#### Da eseguire
Conta le righe del materiale riportato sotto che contengono la stringa "ceiling", tenendo conto di maiuscole e minuscole. Restituisci soltanto il numero.

[Voci di contorno delle regioni]
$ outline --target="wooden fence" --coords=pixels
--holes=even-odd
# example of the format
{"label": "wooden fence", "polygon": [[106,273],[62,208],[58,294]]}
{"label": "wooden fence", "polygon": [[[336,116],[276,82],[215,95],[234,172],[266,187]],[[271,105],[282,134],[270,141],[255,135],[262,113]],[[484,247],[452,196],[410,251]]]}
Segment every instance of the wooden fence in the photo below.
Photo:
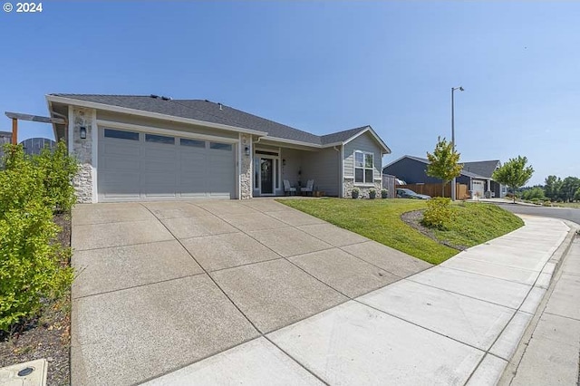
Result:
{"label": "wooden fence", "polygon": [[[396,185],[396,188],[406,188],[419,194],[426,194],[430,197],[441,197],[441,184],[407,184]],[[456,184],[455,197],[457,199],[469,198],[468,186],[463,184]],[[443,197],[451,197],[451,183],[445,186],[445,194]]]}

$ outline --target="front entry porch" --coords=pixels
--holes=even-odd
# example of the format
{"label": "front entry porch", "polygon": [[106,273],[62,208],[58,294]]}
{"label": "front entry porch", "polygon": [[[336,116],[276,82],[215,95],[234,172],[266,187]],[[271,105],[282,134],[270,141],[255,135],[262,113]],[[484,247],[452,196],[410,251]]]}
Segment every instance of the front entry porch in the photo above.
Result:
{"label": "front entry porch", "polygon": [[253,150],[253,197],[285,196],[285,180],[300,195],[308,180],[314,180],[312,191],[326,196],[339,195],[340,152],[333,149],[300,150],[255,144]]}

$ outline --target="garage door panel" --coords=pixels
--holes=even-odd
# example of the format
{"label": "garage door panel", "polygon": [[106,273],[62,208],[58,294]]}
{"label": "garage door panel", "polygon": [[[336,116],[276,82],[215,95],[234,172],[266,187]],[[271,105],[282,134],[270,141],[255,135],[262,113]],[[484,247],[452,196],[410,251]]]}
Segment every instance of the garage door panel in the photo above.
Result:
{"label": "garage door panel", "polygon": [[232,145],[179,138],[163,143],[146,140],[153,138],[146,133],[139,140],[101,133],[98,189],[105,201],[235,196]]}
{"label": "garage door panel", "polygon": [[135,173],[118,172],[99,177],[99,188],[105,192],[106,198],[139,198],[140,193],[134,188],[139,184],[139,175]]}

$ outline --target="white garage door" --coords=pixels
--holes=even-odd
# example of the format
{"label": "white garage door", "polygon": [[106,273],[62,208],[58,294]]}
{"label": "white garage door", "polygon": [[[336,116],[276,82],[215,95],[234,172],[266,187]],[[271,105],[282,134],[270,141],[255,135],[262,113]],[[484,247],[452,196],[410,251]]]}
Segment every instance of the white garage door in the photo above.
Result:
{"label": "white garage door", "polygon": [[99,201],[235,197],[234,146],[102,128]]}

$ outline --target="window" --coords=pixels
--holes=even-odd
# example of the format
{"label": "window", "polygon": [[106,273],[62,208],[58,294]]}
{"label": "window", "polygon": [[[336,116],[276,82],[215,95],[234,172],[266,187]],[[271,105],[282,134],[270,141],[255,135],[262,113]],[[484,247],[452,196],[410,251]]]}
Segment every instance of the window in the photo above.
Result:
{"label": "window", "polygon": [[362,151],[354,152],[354,182],[372,184],[374,182],[374,155]]}
{"label": "window", "polygon": [[164,135],[145,134],[145,141],[175,145],[174,137],[166,137]]}
{"label": "window", "polygon": [[217,150],[231,150],[232,145],[228,143],[209,142],[209,149],[215,149]]}
{"label": "window", "polygon": [[119,140],[139,140],[139,133],[135,131],[123,131],[121,130],[105,129],[105,137],[117,138]]}
{"label": "window", "polygon": [[205,148],[206,141],[205,140],[186,140],[182,138],[179,140],[179,144],[181,146],[189,146],[191,148]]}

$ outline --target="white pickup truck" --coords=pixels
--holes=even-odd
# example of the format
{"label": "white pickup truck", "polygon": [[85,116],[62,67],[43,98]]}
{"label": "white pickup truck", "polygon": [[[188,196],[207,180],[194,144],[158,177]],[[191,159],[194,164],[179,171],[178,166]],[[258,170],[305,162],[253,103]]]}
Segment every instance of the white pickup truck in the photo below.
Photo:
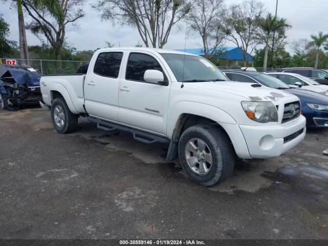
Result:
{"label": "white pickup truck", "polygon": [[236,156],[275,157],[304,137],[298,98],[229,81],[205,58],[163,49],[117,48],[94,54],[87,74],[43,76],[44,108],[60,133],[79,116],[98,128],[170,144],[190,178],[210,186],[231,174]]}

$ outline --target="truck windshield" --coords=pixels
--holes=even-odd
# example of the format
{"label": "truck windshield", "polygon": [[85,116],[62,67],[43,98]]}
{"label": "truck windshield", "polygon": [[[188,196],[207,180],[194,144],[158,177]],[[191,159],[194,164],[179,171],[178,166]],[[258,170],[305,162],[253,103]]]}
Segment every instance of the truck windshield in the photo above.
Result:
{"label": "truck windshield", "polygon": [[180,54],[161,54],[178,81],[206,82],[229,79],[204,58]]}

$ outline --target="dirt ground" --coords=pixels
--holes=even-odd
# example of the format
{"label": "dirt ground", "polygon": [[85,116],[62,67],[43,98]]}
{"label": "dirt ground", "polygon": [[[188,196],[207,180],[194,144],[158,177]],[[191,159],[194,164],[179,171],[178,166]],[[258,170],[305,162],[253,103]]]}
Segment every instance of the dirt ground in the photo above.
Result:
{"label": "dirt ground", "polygon": [[0,129],[0,238],[328,238],[328,129],[211,188],[85,119],[62,135],[49,111],[1,111]]}

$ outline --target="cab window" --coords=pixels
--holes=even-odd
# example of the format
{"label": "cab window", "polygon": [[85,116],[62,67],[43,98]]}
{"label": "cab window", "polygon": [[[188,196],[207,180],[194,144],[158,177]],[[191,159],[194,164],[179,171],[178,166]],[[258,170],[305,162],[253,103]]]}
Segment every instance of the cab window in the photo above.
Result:
{"label": "cab window", "polygon": [[111,78],[118,76],[123,53],[100,53],[94,64],[93,72],[98,75]]}
{"label": "cab window", "polygon": [[163,69],[156,59],[150,55],[139,53],[131,53],[130,54],[125,78],[130,80],[148,83],[144,79],[144,74],[149,69],[161,71],[164,75],[165,81],[167,81]]}

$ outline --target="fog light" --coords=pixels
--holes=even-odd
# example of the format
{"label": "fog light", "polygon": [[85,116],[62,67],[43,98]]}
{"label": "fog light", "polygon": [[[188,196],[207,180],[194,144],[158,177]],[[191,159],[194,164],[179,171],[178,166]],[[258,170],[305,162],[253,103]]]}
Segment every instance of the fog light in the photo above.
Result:
{"label": "fog light", "polygon": [[261,149],[264,150],[269,150],[275,145],[275,140],[271,135],[266,135],[260,139],[259,145]]}

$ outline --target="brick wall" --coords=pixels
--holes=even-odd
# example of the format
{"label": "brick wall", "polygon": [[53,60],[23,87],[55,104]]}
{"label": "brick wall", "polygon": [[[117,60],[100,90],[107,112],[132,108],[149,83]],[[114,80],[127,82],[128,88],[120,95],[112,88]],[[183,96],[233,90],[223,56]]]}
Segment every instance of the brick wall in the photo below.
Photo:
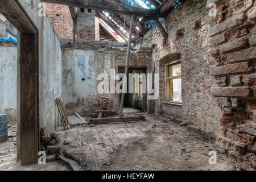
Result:
{"label": "brick wall", "polygon": [[[167,45],[163,46],[163,36],[155,27],[144,36],[142,46],[152,47],[155,72],[160,73],[160,96],[155,102],[155,112],[179,117],[217,135],[220,133],[221,109],[210,94],[214,80],[209,73],[211,63],[208,44],[208,29],[214,22],[208,15],[206,1],[184,1],[161,20],[168,33]],[[183,32],[183,35],[177,36],[177,32]],[[183,104],[179,110],[176,105],[164,104],[165,65],[179,60],[181,61],[183,92]]]}
{"label": "brick wall", "polygon": [[208,31],[215,63],[210,73],[217,86],[212,94],[221,107],[222,134],[230,169],[256,169],[255,2],[215,1],[217,16]]}
{"label": "brick wall", "polygon": [[51,26],[60,39],[73,39],[73,20],[68,6],[43,3]]}
{"label": "brick wall", "polygon": [[100,22],[97,17],[95,17],[95,40],[100,41]]}
{"label": "brick wall", "polygon": [[95,11],[77,9],[77,42],[95,44]]}

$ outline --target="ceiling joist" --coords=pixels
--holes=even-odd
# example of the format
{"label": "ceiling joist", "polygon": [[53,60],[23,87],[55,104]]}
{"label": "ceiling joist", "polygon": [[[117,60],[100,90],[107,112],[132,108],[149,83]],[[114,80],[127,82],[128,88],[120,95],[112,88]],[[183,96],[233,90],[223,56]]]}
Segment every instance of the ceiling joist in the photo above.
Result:
{"label": "ceiling joist", "polygon": [[101,19],[104,21],[111,28],[112,28],[117,34],[120,35],[123,39],[127,41],[128,38],[126,35],[123,33],[119,28],[113,22],[108,20],[100,11],[96,11],[95,15],[96,17]]}
{"label": "ceiling joist", "polygon": [[142,17],[159,16],[159,10],[143,9],[114,2],[96,0],[43,0],[43,2],[57,3],[87,9],[102,10],[112,13],[132,15]]}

#### Risultato atteso
6